_TEXT EXTRACT_.
------
2.Without prejudice to paragraph 1 of this Article, investors of one Contracting Party who in
any of the events referred to in that paragraph suffer damage or loss in the territory of the
other Contracting Party resulting from:
a) requisitioning of their property or part thereof by its forces or authorities;
b) destruction of their property or part thereof by its forces or authorities which was
not caused in combat action or was not required by the necessity of the situation,
shall be accorded a prompt restitution, adequate and effective compensation for the damage or
loss sustained during the period of requisitioning as a result of destruction of their property.
Resulting payments shall be made in freely convertible currency and be freely transferable
without undue delay.
ARTICLE 7
Transfers
1. Each Contracting Party shall ensure that all payments relating to an investment in its
territory of an investor of another Contracting Party may be freely transferred into and out of
its territory without delay. Such transfers shall include, in particular, though not exclusively:
a) the initial capital and additional amounts to maintain or increase an investment;
b) returns;
c) payments made under a contract including a loan connected with the investment;
d) proceeds from the sale or liquidation of all or any part of the investment;
e) payments of compensation under Articles 5, 6 and 8 of this Agreement;
f) payments arising out of the settlement of an investment dispute under Articles 10
and 11 of this Agreement;
g) earnings and other remuneration of personnel engaged from abroad in connection
with an investment.
2. Each Contracting Party shall ensure that the transfers under paragraph 1 of this Article are
made in a freely convertible currency at the official rate of exchange valid on the date of
transfer in the territory of the Contracting Party in which the investment is made.
3. Each Contracting Party shall ensure that the interest at LIBOR rate is calculated together
with compensation for the period starting from the occurrence of events under Articles 5, 6
and 8 until the date of transfer of payment and payment will be effected in accordance with
provisions of paragraphs 1 and 2 of this Article.
ARTICLE 8
Subrogation
1. If one Contracting Party or its designated Agency (for the purpose of this Article: the "First
Contracting Party") makes a payment under an indemnity given in respect of an investment in
the territory of the other Contracting Party (for the purpose of this Article: the "Second
Contracting Party"), the Second Contracting Party shall recognise:
a) the assignment to the First Contracting Party by law or by legal transaction of all
the rights and claims of the party indemnified; and
b) that the First Contracting Party is entitled to exercise such rights and enforce such
claims by virtue of subrogation, to the same extent as the party indemnified, and shall
assume the obligations related to the investment.
2. The First Contracting Party shall be entitled in all circumstances to:
a) the same treatment in respect of the rights, claims and obligations acquired by it, by
virtue of the assignment; and
b) any payments received in pursuance of those rights and claims,
as the party indemnified was entitled to receive it by virtue of this Agreement, in respect of
the investment concerned and its related returns.
------
_DATA SHOWN_.
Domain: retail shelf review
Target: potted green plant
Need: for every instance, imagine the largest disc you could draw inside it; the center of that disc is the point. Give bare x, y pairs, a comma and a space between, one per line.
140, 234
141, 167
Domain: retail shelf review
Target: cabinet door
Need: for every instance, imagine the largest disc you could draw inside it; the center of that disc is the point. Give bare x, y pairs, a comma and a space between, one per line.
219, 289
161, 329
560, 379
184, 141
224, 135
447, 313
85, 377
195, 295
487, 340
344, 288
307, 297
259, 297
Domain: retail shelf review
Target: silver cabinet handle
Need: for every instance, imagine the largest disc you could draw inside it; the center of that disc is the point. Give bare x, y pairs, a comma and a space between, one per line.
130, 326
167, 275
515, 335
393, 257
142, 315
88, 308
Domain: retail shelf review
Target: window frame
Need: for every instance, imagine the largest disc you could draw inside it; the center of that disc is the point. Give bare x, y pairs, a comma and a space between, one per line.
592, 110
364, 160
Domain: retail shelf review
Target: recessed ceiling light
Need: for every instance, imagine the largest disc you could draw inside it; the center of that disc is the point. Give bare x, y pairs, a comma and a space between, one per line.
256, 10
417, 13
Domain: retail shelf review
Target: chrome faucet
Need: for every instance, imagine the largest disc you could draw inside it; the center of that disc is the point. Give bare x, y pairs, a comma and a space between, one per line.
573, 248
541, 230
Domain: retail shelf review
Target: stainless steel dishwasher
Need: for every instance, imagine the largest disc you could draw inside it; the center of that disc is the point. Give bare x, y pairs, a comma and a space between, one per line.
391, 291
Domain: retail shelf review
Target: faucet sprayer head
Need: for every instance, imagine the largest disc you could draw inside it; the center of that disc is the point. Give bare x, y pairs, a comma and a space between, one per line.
------
_PROBLEMS AND TASKS_.
A – Translate this sentence from the investment agreement extract into French: "Resulting payments shall be made in freely convertible currency and be freely transferable without undue delay."
B – Carry the investment agreement extract forward from its final sentence, writing the provisions that follow.

_ANSWERS BELOW_.
A – Les paiements qui en résultent sont effectués en monnaie librement convertible et sont librement transférables sans retard indu.

B –
ARTICLE 9
Application of other obligations
If the provisions of law of either Contracting Party or international obligations existing at
present or established thereafter between the Contracting Parties in addition to this
Agreement, contain a rule, whether general or specific, entitling investments by investors of
the other Contracting Party to a treatment more favourable than is provided for by this
Agreement, such rule shall to the extent that it is more favourable prevail over this
Agreement.
ARTICLE 10
Settlement of investment disputes between a Contracting Party and an investor of the
other Contracting Party
1. Any investment dispute between a Contracting Party and an investor of the other
Contracting
Party shall be settled by negotiations.
2. If a dispute under paragraph 1 of this Article cannot be settled within six (6) months of a
written notification, the dispute shall be upon the request of the investor submitted for
resolution:
a) to a competent court of the Contracting Party, or
b) to arbitration in accordance with this Article under:
(i) the Convention on the Settlement of Investment Disputes between States and Nationals of
other States ("ICSID Convention"), opened for signature in Washington on March 18th,
1965, if the ICSID Convention is available; or
(ii) the Additional Facility Rules of the International Centre for Settlement of Investment
Disputes ("ICSID Additional Facility"), if the ICSID Additional Facility is available; or
(iii) the Arbitration Rules of the United Nations Commission on International Trade Law
("UNCITRAL"); or
(iv) the Rules of Arbitration of the International Chamber of Commerce ("ICC").
3. The consent given by a Contracting Party under paragraph 2, together with either the
written submission of the dispute to resolution by the investor or the investor's advance
written consent to such submission, shall constitute the written consent and the written
agreement of the parties to the dispute to its submission for settlement for the purposes of
Chapter II of the ICSID Convention, the ICSID Additional Facility Rules, Article 1 of the
UNCITRAL Arbitration Rules, the Rules of Arbitration of the ICC and Article II of the
United Nations Convention on the Recognition and Enforcement of Foreign Arbitral Awards
(the "New York Convention").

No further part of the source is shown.